→ WHAT IS BEING ASKED
The required answer is every line of the data containing the word "below".

→ DATA SECTION
====
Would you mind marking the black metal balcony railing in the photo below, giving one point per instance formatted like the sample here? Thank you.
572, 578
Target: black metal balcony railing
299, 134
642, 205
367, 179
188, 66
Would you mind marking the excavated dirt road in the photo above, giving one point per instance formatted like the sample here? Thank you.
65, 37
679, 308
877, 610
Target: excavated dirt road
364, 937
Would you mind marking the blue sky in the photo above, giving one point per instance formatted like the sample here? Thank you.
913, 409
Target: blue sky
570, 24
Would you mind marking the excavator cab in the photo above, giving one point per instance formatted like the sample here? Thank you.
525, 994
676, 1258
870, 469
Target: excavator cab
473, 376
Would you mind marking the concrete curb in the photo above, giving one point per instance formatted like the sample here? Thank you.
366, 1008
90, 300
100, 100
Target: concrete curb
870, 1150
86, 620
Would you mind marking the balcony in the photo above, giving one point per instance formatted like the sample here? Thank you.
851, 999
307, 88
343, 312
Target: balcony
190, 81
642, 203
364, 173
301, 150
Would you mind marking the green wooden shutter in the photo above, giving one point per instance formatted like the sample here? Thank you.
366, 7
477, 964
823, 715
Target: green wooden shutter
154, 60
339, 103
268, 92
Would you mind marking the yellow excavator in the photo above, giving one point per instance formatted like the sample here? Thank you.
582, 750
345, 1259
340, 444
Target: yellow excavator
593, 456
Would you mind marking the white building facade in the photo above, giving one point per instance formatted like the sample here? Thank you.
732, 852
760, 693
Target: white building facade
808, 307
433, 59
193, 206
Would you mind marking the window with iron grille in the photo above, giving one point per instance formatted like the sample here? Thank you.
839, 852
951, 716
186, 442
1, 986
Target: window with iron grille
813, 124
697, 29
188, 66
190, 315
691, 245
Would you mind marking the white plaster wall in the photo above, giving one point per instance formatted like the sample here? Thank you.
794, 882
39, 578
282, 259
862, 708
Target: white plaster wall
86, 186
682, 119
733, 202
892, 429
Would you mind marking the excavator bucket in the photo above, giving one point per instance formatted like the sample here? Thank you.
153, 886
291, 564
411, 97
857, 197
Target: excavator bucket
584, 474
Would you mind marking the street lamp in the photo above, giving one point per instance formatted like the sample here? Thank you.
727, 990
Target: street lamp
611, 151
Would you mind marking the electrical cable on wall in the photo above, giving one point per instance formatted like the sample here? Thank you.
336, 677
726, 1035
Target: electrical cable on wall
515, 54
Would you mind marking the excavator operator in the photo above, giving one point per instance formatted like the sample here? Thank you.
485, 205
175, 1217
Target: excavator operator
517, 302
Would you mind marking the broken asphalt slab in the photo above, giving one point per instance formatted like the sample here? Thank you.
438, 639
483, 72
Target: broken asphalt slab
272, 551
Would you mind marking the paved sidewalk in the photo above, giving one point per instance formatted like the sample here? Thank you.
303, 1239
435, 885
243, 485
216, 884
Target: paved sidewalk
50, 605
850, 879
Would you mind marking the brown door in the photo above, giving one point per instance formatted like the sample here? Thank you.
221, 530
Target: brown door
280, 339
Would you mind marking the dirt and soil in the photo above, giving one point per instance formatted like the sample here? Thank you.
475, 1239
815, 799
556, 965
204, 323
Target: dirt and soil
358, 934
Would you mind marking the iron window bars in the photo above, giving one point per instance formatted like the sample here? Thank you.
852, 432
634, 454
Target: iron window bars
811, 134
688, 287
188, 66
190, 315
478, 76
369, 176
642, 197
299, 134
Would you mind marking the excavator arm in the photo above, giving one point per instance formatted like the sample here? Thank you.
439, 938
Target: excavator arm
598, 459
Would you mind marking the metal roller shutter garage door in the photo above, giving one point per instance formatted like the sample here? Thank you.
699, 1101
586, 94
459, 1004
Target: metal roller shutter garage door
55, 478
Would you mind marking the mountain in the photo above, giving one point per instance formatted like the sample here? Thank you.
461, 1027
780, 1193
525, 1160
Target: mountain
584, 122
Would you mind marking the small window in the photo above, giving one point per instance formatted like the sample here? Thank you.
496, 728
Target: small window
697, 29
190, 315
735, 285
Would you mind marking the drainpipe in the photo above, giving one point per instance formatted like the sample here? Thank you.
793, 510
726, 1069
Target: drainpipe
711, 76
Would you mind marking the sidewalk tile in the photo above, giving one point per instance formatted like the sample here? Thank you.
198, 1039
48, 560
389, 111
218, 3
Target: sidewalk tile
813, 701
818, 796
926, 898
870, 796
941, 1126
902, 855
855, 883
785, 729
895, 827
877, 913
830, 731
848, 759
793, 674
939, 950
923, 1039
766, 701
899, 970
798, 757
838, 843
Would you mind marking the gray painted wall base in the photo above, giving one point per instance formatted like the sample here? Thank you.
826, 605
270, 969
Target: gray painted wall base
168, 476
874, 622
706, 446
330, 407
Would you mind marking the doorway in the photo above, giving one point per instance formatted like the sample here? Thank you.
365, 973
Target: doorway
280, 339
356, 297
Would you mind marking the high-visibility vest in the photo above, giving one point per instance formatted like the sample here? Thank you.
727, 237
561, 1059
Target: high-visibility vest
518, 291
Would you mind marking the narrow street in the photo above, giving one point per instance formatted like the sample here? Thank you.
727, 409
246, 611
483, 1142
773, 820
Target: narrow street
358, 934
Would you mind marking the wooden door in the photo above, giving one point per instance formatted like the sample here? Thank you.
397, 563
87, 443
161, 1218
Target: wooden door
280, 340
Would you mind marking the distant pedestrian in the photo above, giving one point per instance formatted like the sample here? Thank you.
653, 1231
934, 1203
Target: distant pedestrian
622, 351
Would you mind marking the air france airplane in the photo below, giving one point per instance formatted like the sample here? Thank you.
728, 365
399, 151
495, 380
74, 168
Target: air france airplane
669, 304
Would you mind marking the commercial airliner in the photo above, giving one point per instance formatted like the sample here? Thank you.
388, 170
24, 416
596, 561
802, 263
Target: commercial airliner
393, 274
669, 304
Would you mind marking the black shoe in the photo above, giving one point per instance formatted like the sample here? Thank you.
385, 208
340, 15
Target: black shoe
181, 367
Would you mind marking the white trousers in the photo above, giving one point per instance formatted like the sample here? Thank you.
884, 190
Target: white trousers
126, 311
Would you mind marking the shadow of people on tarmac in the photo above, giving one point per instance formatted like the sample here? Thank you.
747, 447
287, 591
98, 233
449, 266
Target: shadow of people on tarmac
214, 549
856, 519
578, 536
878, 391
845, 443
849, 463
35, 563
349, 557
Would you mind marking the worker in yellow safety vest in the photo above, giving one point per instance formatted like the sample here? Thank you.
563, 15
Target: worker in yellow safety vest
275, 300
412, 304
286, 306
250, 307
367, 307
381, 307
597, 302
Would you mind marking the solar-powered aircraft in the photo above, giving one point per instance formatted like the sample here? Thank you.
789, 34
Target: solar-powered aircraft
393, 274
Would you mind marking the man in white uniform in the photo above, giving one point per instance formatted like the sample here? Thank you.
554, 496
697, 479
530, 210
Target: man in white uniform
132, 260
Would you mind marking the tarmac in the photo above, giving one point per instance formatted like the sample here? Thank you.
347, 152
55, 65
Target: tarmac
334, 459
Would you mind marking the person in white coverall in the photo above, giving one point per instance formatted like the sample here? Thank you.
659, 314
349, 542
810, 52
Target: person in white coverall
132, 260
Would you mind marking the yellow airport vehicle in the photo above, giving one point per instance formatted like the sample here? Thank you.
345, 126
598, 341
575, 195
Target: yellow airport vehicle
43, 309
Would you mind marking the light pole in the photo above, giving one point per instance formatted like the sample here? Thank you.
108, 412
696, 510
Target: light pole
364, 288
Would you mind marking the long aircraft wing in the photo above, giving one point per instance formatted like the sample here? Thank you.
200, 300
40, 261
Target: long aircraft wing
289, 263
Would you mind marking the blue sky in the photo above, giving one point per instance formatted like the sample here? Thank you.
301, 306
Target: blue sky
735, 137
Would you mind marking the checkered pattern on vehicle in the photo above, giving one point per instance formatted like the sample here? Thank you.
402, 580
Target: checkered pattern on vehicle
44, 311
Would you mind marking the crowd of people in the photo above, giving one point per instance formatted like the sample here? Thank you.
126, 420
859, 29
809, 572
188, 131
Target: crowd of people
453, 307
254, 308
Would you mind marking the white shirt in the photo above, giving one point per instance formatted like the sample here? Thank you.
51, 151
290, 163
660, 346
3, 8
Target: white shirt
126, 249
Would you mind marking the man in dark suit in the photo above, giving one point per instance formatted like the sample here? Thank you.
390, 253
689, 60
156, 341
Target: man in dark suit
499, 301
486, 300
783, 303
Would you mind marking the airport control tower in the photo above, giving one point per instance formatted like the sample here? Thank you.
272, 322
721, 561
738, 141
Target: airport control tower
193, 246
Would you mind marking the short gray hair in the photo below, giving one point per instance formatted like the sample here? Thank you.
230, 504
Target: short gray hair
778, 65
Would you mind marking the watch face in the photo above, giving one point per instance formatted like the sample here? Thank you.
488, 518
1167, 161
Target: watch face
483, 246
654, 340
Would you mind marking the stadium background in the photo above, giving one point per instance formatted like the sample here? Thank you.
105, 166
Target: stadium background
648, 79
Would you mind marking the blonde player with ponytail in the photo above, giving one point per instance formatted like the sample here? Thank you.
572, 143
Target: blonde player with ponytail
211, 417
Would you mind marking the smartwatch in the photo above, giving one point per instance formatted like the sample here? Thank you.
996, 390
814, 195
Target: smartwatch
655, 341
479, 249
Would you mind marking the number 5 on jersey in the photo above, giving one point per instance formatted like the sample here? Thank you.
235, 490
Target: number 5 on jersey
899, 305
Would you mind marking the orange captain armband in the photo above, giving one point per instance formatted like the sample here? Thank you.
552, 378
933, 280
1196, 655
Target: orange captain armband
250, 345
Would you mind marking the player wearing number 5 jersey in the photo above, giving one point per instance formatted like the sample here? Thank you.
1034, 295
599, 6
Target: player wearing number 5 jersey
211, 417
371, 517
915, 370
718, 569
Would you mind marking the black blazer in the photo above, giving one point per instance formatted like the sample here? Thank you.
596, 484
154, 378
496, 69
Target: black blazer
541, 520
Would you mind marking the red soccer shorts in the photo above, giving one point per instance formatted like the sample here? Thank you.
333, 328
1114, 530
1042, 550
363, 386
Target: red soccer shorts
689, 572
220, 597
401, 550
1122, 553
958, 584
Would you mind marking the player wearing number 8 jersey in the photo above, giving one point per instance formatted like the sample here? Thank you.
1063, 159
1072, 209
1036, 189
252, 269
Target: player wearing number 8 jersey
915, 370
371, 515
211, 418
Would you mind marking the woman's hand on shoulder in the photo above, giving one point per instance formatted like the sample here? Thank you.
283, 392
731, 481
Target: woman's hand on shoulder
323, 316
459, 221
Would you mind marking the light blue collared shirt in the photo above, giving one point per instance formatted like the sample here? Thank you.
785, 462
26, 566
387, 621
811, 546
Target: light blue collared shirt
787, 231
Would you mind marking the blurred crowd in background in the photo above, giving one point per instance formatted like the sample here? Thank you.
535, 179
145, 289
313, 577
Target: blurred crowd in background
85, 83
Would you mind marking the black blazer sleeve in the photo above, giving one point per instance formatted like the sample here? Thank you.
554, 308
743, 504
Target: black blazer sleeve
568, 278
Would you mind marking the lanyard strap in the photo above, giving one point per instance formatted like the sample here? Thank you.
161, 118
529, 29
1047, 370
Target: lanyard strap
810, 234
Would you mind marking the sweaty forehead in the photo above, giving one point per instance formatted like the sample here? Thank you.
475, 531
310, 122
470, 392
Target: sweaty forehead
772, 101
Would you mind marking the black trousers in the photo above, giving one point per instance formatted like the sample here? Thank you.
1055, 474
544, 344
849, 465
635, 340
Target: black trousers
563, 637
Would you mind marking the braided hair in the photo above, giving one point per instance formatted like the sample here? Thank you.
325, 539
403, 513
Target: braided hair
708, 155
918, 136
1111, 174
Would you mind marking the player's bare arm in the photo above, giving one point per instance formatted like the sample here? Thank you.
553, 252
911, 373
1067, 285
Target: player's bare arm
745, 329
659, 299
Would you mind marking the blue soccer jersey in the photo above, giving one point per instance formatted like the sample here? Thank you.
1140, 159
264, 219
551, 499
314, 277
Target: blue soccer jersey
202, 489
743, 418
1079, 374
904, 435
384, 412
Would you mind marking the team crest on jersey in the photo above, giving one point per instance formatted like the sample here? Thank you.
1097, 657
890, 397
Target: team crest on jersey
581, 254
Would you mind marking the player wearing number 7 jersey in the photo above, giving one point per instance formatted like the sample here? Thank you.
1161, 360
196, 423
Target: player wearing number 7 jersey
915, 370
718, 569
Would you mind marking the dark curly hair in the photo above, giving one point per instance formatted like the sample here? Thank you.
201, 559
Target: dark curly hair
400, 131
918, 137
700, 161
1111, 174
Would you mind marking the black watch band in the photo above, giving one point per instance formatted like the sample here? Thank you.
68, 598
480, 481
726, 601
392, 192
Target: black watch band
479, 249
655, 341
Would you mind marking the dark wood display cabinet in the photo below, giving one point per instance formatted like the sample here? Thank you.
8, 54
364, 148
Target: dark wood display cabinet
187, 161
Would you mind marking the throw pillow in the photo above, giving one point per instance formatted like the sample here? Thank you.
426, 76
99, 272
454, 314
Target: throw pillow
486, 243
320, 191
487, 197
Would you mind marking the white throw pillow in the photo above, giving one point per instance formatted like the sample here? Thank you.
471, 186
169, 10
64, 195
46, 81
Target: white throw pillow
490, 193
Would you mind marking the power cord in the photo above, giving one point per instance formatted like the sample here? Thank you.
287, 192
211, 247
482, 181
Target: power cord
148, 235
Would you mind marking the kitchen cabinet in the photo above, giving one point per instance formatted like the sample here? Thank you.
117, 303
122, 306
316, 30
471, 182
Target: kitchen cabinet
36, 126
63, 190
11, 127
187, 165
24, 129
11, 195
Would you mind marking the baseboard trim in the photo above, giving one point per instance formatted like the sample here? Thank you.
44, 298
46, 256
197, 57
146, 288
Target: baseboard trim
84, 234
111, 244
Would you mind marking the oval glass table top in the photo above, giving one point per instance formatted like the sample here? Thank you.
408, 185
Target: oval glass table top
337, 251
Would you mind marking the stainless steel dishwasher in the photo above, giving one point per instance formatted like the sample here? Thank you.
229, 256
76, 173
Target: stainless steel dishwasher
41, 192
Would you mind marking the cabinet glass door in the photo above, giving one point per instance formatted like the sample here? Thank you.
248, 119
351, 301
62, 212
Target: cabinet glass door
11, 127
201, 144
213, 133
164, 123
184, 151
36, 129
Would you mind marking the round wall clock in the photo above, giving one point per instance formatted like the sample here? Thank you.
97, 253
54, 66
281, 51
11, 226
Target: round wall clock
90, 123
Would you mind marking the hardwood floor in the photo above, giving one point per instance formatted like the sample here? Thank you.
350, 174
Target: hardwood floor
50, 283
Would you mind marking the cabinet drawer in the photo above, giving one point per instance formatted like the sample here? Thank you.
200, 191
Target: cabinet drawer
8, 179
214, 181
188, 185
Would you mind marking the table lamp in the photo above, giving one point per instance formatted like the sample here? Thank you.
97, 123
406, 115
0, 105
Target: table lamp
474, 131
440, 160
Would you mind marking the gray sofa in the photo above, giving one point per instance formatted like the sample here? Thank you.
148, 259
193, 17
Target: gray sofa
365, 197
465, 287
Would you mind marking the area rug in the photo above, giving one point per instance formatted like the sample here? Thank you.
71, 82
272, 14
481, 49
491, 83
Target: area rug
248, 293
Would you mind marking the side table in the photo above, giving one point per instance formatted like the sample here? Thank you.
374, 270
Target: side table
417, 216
====
→ ANSWER FOR THE TASK
Would you mind marking the black metal balcony railing in the photo below, giving one point per instance formatted like the sample here? Thank you.
Would you mind marking the air france airplane in the photo below, giving one point per instance formatted like the sample here? Thank you.
Would you mind marking the short gray hair in the photo below, giving one point per instance formatted like the sample here? Thank you.
Would you mind marking the dark wood display cabinet in the photo below, giving one point per instance formatted like the sample here? Thank you.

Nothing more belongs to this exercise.